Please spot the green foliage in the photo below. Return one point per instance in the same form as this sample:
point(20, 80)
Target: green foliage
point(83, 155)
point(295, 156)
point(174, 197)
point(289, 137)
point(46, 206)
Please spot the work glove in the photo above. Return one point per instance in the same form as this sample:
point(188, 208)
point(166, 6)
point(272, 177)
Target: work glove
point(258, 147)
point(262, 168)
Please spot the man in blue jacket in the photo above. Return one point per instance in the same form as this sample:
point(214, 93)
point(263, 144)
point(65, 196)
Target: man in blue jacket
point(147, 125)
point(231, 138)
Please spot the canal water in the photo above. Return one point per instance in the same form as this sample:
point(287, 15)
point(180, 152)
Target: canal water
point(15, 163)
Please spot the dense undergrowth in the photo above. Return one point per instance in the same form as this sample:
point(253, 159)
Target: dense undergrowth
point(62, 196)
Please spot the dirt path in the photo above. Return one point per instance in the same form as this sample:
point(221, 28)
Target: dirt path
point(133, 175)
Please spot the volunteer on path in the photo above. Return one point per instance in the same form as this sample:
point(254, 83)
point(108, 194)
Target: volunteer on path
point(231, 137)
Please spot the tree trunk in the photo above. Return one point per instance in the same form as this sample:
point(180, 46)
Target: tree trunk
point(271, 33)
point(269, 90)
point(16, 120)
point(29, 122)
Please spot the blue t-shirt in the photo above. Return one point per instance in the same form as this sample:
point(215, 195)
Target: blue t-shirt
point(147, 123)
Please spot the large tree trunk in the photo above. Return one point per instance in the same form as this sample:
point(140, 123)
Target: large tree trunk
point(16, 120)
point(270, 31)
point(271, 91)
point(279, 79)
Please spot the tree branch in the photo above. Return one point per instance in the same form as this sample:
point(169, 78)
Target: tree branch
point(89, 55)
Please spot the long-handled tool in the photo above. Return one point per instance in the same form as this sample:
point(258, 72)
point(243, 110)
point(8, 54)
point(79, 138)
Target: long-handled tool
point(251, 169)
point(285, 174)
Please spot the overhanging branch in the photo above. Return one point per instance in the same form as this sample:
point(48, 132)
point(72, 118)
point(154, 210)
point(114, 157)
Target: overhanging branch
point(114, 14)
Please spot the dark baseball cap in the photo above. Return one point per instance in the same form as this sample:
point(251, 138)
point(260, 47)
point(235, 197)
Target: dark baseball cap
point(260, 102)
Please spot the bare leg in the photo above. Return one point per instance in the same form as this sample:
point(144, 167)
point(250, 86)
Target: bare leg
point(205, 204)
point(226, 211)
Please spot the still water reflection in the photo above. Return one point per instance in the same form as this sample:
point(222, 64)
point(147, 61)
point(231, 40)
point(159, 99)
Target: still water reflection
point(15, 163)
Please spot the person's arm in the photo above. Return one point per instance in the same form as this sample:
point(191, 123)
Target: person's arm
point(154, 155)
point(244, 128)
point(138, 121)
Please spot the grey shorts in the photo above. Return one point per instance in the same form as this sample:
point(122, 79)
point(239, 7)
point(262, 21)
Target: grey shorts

◆ ◆ ◆ ◆ ◆

* [Work required] Please arrange the part of the listing that opens with the line containing "Please spot the long-handled" and closes with the line containing "point(285, 174)", both included, as a Markdown table with the columns Row and Entry. Give each line its row number and leave out blank lines.

* [Exercise response]
| Row | Entry |
|---|---|
| 1 | Please spot the long-handled tool in the photo above. Return one point per instance in the same form as this sample: |
| 2 | point(258, 72) |
| 3 | point(243, 110) |
| 4 | point(8, 54) |
| 5 | point(79, 138) |
| 6 | Target: long-handled tool |
| 7 | point(251, 169) |
| 8 | point(285, 174) |